* **Objetivo a**
Segundo o texto sobre o discurso, em que ano discursou Neil Gaiman para os alunos da University of the Arts?

* **Texto para ler**
Por: Elyon Somniare
Em 2012 Neil Gaiman discursou para os alunos da University of the Arts que se licenciavam. A sua mensagem tornou-se tão popular que os comentários pipocaram, traduções foram feitas e quadradinhos foram desenhados. Pessoalmente, posso dizer já ter seguido o(s) conselho(s) presente(s) nestas palavras, com resultados que muito me agradaram, e que pretendo continuar a segui-lo(s): além de ajudar à arte, ajuda à pessoa. E essa – arte e ser humano – é uma colaboração que nunca deve ser perdida de vista. Assim, apesar de ser já um discurso antigo e de provavelmente existirem outras traduções em português, considerei que tanto o blog quanto os seus leitores ficariam mais enriquecidos com um lembrete sobre a existência deste discurso. Devido, contudo, ao seu tamanho, terei de infelizmente o dividir em três partes. Eis a primeira dessas partes:
“Nunca esperei encontrar-me a aconselhar pessoas que se licenciam de um estabelecimento de educação superior. Eu próprio nunca me licenciei de nenhum estabelecimento do tipo. Nunca cheguei, sequer, a entrar num. Escapei da escola assim que pude, quando a perspectiva de mais quatro anos de ensino forçado antes de me poder tornar o escritor que desejava ser era sufocante.
Saí para o mundo, escrevi, e tornei-me um melhor autor à medida que escrevia mais; e escrevi mais um pouco, e ninguém nunca se pareceu importar por eu estar a inventar à medida que avançava, simplesmente liam o que eu escrevia e pagavam por isso, ou não pagavam, ou, com frequência, davam-me comissões para lhes escrever outra coisa qualquer.

* **Objetivo b**
Edita as linhas de marcação de contornos, começando na que contém "outlines, every instance" e terminando no fim dessas linhas, e troca "Photo" por "Picture", deixando o resto igual. Não incluas as imagens na resposta.

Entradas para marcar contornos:
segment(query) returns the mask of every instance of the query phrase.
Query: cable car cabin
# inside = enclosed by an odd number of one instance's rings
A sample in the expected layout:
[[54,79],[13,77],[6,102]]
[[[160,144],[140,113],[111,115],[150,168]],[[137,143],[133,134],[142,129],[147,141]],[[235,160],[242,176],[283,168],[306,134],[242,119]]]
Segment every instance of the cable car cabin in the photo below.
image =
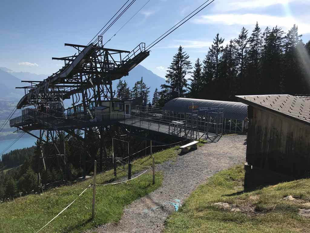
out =
[[123,119],[124,118],[130,118],[131,110],[134,108],[133,101],[131,100],[102,101],[99,103],[99,106],[96,107],[95,102],[91,101],[89,103],[86,109],[84,109],[84,106],[80,104],[68,108],[67,113],[68,116],[80,116],[86,114],[90,116],[91,119],[94,120],[99,120],[99,119],[105,118]]
[[64,116],[64,109],[61,101],[48,102],[46,103],[41,103],[37,105],[35,110],[43,114],[55,117]]

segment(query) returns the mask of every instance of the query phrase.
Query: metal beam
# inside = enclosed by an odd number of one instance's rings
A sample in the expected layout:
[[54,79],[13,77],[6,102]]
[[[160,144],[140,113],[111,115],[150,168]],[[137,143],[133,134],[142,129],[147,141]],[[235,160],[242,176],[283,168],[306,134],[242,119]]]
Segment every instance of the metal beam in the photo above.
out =
[[[69,44],[67,43],[64,43],[65,46],[70,46],[71,47],[80,47],[81,48],[86,48],[87,45],[82,45],[81,44]],[[101,50],[107,50],[112,52],[117,52],[118,53],[130,53],[130,51],[126,50],[120,50],[119,49],[114,49],[113,48],[100,48],[100,47],[95,47],[95,48]]]

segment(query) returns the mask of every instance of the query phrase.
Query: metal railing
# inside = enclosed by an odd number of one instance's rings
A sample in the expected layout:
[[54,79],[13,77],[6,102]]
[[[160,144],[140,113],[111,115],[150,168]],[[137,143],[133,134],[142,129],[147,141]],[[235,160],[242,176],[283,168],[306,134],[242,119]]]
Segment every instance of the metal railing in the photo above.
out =
[[144,52],[145,51],[145,43],[143,42],[140,43],[136,47],[132,50],[130,53],[126,55],[124,59],[122,60],[123,64],[127,62],[131,59],[131,58],[135,57],[140,53]]
[[[41,122],[46,126],[55,129],[63,129],[72,127],[84,126],[86,125],[96,125],[97,122],[111,121],[118,122],[127,125],[138,127],[148,130],[173,135],[181,137],[193,139],[197,138],[197,132],[195,126],[187,124],[184,121],[184,124],[176,126],[171,121],[157,119],[157,116],[148,115],[146,117],[133,116],[120,112],[111,113],[95,112],[92,116],[84,114],[74,116],[67,115],[57,117],[47,113],[39,112],[36,109],[27,109],[21,116],[10,120],[11,126],[22,123],[25,120],[32,120]],[[58,112],[59,113],[60,112]],[[61,113],[60,112],[60,113]],[[26,121],[25,124],[29,124]]]

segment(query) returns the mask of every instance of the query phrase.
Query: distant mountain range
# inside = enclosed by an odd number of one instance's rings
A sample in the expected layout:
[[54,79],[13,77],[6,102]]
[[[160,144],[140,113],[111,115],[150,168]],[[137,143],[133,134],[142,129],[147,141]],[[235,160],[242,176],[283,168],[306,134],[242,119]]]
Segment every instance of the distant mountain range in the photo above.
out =
[[[24,94],[24,90],[15,89],[16,87],[27,85],[28,84],[21,83],[21,80],[39,81],[46,79],[48,75],[37,74],[29,72],[16,72],[6,67],[0,67],[0,99],[11,100],[13,101],[19,100]],[[165,82],[165,80],[154,74],[143,66],[139,65],[132,70],[129,75],[122,78],[128,84],[131,89],[135,83],[141,77],[148,87],[150,87],[150,100],[152,101],[155,89],[160,89],[160,85]],[[115,90],[118,80],[113,82],[113,90]]]
[[[150,88],[149,99],[152,102],[155,89],[157,88],[158,90],[160,90],[160,85],[166,83],[166,80],[155,74],[144,66],[138,65],[129,72],[128,76],[122,78],[122,80],[123,81],[126,81],[131,89],[135,85],[135,83],[140,80],[141,77],[143,77],[143,81],[147,86]],[[113,90],[116,89],[116,85],[118,81],[118,80],[113,81]]]

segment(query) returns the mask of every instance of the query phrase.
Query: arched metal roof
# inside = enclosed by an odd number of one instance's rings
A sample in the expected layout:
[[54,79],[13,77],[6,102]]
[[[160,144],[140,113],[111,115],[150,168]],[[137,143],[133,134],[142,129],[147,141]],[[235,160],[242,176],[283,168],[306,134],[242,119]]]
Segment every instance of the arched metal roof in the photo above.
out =
[[[191,106],[193,103],[199,108],[219,107],[220,108],[224,108],[224,118],[243,120],[247,117],[247,105],[239,102],[176,98],[166,103],[163,109],[190,113],[192,110],[189,109],[188,107]],[[204,111],[199,112],[198,114],[202,114],[204,112]]]

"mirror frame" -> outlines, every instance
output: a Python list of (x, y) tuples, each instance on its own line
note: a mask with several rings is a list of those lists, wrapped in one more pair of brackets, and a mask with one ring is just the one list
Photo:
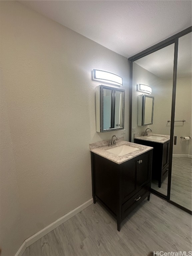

* **Resposta resolvida a**
Em 2012.

* **Resposta resolvida b**
"mirror frame" -> outlines, every instance
output: a Python list of (x, y) tuples, each instance on its own line
note: a mask with several rings is a list of those lists, wrapped in one more pair of brackets, and a mask with one ring is just the one list
Picture:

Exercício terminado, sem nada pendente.